━━━ EXERCISE MATERIALS ━━━

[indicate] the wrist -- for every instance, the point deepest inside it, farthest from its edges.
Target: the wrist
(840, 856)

━━━
━━━ EXERCISE MATERIALS ━━━

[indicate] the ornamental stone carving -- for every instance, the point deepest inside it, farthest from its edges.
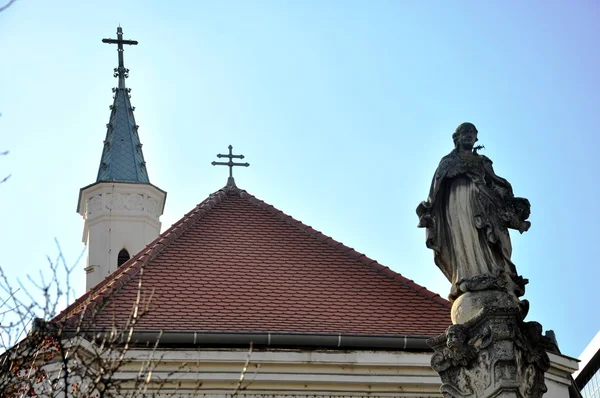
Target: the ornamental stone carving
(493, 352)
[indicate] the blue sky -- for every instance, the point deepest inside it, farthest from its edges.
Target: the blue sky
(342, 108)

━━━
━━━ EXERCISE MATERIALS ━━━

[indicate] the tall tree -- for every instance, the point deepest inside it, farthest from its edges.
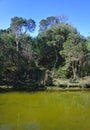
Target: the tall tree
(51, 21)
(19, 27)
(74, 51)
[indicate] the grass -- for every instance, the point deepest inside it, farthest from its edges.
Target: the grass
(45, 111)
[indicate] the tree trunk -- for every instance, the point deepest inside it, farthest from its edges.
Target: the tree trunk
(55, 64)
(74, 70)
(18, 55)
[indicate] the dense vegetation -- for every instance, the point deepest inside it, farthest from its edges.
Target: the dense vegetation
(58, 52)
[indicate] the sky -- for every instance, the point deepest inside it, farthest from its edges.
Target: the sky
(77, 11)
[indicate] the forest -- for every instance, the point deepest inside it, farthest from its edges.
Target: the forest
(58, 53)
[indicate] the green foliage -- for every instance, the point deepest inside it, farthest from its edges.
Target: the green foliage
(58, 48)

━━━

### ACTIVITY
In the listing above, find each line with the word "every" and copy it out.

### RESPONSE AREA
[indicate] the wrist -- for every instance, the point deepest inside it, farthest from its edges.
[indicate] the ornamental stone carving -- for every instance, the point deepest inside it, farthest from its edges.
[indicate] the blue sky -- for every instance, the point deepest inside it, farthest from its edges.
[indicate] the tall tree -- for every instance, the point deepest inside it, farthest from its edges.
[indicate] the grass -- for every instance, the point deepest inside it, farthest from its edges.
[indicate] the tree trunk -- for every instance, the point deepest inside it, farthest from its edges.
[indicate] the dense vegetation -- for every instance, the point deepest inside it, farthest from its edges.
[indicate] the sky -- for every instance, the point deepest inside it, farthest from its edges.
[indicate] the forest -- for every instance, the point deepest inside it, farthest from its edges.
[indicate] the green foliage -- for every instance, the point deepest inside it, farthest from its edges.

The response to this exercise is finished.